◆ Exercise objective
In the listing below, how many lines carry the word "item"? Reply with only the number.

◆ Dataset entries
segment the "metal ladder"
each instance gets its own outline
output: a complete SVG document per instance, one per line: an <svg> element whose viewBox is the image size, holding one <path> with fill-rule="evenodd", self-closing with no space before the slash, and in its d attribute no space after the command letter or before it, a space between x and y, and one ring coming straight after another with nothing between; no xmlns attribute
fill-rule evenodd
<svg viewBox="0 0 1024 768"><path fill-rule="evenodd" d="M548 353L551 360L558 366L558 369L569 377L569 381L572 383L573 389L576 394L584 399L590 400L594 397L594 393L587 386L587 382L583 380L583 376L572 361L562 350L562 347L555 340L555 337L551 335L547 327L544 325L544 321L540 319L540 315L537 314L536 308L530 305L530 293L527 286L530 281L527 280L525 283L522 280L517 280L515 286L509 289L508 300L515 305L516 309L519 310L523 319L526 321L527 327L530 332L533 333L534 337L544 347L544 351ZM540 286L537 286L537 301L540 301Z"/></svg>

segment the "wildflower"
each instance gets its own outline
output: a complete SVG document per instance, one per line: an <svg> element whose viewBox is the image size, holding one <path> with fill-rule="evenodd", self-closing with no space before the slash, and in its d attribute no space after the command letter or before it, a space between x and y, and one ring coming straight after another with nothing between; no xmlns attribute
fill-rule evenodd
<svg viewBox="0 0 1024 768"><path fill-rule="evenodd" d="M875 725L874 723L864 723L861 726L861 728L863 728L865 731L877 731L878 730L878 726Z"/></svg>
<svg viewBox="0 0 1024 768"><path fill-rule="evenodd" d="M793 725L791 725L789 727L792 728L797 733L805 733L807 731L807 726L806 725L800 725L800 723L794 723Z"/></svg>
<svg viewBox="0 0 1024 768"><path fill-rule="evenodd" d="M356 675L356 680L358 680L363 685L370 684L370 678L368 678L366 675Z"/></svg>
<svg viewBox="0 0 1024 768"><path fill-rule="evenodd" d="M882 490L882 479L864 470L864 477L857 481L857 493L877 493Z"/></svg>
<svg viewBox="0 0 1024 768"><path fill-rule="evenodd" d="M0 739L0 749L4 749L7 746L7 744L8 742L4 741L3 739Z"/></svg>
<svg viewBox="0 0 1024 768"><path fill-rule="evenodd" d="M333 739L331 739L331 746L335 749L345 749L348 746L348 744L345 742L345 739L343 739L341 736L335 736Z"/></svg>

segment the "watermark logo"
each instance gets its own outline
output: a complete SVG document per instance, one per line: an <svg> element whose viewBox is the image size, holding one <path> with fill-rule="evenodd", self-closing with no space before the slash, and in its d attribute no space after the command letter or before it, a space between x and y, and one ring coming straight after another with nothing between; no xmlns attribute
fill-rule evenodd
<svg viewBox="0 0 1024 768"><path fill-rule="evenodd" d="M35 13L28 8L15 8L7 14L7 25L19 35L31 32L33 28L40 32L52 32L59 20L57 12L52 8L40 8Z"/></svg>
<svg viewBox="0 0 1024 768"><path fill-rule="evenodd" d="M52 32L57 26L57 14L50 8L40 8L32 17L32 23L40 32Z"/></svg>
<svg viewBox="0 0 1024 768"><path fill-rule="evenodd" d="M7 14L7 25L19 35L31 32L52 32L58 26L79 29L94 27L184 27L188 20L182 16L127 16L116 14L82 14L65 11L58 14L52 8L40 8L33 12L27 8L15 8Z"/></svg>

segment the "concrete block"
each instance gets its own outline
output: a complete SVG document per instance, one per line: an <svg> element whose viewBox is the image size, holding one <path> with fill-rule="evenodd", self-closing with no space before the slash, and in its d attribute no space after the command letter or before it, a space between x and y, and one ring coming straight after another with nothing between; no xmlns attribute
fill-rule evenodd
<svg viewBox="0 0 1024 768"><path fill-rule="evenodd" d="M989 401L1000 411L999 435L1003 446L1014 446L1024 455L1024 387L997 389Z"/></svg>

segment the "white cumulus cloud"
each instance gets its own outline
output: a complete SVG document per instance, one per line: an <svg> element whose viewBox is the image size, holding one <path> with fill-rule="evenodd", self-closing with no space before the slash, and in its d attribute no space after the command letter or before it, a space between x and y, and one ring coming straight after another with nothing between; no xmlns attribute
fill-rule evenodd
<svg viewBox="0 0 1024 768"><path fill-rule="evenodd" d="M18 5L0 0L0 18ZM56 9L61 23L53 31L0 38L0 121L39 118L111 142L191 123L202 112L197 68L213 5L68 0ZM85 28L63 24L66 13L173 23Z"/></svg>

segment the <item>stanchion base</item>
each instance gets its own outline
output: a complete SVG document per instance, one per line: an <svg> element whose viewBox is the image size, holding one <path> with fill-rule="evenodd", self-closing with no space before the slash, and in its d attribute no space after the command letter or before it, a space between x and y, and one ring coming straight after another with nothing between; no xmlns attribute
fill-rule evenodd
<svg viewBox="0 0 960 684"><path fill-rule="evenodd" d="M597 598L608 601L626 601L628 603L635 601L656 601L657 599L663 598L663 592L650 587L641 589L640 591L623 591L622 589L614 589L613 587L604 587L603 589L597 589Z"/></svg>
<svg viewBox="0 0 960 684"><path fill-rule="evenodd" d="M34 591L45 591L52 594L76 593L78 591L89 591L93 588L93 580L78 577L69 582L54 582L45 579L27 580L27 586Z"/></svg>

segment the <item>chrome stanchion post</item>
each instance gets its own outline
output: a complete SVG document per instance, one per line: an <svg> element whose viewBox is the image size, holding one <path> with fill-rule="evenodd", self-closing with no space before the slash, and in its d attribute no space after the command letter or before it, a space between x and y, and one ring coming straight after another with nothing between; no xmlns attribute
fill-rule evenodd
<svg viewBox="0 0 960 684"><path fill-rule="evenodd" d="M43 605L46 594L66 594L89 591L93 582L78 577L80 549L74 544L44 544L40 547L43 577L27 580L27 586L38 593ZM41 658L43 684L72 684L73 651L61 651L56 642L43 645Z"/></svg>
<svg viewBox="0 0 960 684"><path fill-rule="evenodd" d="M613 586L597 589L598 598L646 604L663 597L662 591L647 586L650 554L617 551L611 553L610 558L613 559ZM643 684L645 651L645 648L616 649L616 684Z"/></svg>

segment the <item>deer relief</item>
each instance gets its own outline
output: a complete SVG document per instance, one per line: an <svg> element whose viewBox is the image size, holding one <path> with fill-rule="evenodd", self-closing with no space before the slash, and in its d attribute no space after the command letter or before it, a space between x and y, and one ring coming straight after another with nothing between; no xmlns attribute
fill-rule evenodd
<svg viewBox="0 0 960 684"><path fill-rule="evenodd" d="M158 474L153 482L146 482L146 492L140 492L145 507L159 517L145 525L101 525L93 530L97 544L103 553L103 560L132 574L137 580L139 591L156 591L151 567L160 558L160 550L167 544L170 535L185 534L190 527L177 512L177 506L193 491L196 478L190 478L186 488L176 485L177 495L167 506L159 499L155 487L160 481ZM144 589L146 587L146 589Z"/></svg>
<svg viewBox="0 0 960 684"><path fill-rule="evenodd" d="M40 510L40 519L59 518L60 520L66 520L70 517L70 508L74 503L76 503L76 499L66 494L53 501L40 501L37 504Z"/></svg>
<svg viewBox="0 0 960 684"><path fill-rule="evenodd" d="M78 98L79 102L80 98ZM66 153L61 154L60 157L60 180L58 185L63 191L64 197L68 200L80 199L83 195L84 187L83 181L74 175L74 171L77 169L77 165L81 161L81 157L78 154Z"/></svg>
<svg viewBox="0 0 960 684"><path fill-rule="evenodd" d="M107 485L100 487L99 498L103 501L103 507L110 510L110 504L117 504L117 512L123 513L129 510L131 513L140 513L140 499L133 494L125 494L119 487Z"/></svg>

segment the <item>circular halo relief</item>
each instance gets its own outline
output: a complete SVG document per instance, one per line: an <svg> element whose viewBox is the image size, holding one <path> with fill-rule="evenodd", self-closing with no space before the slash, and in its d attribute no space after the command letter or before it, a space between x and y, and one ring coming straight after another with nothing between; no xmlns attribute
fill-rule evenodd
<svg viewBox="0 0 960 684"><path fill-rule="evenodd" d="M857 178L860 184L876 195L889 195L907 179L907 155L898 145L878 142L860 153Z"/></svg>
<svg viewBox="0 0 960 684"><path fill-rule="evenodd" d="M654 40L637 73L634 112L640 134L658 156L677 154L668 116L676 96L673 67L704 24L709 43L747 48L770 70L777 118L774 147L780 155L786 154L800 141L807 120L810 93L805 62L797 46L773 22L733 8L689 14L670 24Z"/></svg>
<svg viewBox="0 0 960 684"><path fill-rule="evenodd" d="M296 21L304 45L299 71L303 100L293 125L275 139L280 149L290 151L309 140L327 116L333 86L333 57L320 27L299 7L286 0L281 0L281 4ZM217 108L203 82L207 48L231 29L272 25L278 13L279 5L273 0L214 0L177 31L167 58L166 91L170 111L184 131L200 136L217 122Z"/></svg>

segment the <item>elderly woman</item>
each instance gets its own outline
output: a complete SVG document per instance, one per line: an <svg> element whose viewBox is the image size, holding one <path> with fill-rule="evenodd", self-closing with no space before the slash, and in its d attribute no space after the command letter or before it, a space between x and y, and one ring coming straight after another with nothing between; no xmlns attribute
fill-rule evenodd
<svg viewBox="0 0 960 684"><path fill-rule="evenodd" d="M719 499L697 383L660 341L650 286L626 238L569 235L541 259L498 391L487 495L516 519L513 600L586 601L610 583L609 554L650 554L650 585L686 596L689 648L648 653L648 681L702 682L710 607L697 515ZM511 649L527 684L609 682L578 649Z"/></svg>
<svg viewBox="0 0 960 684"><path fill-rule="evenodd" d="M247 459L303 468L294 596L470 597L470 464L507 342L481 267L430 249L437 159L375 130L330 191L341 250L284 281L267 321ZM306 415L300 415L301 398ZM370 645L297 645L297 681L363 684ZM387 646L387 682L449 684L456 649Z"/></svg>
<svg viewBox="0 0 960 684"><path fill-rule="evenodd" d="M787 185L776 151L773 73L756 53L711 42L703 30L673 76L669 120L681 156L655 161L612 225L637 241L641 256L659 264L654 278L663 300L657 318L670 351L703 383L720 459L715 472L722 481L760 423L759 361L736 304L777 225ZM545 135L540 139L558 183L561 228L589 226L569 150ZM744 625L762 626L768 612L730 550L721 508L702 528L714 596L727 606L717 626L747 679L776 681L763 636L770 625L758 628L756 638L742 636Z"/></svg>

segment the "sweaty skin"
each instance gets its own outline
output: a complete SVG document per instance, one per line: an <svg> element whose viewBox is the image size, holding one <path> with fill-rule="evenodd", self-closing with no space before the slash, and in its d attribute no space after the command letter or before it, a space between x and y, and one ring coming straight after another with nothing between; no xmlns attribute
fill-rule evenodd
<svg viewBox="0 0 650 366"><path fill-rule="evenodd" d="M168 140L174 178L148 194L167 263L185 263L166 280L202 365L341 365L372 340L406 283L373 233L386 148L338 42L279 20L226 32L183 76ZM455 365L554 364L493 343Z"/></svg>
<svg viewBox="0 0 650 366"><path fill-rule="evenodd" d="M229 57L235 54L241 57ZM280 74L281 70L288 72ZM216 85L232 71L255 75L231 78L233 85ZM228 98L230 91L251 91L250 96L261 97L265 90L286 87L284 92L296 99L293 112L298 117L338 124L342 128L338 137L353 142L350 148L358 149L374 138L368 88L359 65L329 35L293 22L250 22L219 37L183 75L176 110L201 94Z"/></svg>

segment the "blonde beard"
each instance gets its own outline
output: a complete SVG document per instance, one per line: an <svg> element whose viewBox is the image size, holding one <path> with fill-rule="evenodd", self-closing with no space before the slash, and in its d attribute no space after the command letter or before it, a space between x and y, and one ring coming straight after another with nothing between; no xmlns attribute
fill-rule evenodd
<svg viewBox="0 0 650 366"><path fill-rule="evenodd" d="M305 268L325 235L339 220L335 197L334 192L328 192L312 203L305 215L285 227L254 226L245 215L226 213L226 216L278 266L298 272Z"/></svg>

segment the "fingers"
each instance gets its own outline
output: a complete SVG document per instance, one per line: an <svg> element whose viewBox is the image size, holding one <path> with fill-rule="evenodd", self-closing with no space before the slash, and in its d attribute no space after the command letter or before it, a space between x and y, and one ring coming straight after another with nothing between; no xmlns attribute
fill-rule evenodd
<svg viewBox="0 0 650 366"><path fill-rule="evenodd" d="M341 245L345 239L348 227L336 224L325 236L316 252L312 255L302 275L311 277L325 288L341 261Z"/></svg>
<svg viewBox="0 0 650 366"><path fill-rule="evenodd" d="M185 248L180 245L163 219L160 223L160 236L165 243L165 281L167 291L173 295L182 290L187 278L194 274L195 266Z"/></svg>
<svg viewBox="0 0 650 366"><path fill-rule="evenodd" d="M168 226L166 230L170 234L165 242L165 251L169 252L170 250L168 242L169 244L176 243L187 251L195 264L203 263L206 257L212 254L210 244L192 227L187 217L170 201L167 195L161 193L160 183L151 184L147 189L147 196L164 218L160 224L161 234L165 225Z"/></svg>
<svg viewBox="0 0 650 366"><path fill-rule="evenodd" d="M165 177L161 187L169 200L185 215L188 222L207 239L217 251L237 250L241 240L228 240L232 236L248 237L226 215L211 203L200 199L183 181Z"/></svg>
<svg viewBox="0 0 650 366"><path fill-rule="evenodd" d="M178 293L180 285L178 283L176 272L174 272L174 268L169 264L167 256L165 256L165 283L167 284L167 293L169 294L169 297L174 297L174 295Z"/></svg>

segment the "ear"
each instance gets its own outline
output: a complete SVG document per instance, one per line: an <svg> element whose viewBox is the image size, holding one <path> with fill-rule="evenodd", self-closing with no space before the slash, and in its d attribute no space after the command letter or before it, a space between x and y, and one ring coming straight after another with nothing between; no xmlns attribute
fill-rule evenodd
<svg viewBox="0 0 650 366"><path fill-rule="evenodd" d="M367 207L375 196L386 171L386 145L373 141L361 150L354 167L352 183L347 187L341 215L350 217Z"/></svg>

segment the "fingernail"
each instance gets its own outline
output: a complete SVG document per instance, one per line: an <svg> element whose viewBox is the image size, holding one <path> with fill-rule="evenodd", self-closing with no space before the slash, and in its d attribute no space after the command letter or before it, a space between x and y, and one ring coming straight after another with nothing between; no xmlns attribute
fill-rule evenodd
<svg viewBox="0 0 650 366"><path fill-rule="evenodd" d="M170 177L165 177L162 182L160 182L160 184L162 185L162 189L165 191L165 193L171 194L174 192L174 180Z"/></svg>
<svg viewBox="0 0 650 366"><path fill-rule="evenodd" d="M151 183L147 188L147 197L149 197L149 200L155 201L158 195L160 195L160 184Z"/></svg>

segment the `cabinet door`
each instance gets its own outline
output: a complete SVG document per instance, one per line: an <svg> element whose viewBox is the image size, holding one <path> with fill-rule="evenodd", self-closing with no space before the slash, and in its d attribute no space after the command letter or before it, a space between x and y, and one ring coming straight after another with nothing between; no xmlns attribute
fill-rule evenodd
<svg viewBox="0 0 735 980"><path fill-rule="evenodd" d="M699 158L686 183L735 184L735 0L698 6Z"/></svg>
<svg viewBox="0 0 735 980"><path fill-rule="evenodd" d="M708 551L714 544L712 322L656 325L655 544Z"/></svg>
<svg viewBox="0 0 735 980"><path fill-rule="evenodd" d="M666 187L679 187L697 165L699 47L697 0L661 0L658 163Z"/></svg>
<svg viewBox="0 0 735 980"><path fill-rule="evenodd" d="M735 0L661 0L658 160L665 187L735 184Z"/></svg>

◆ Completed exercise
5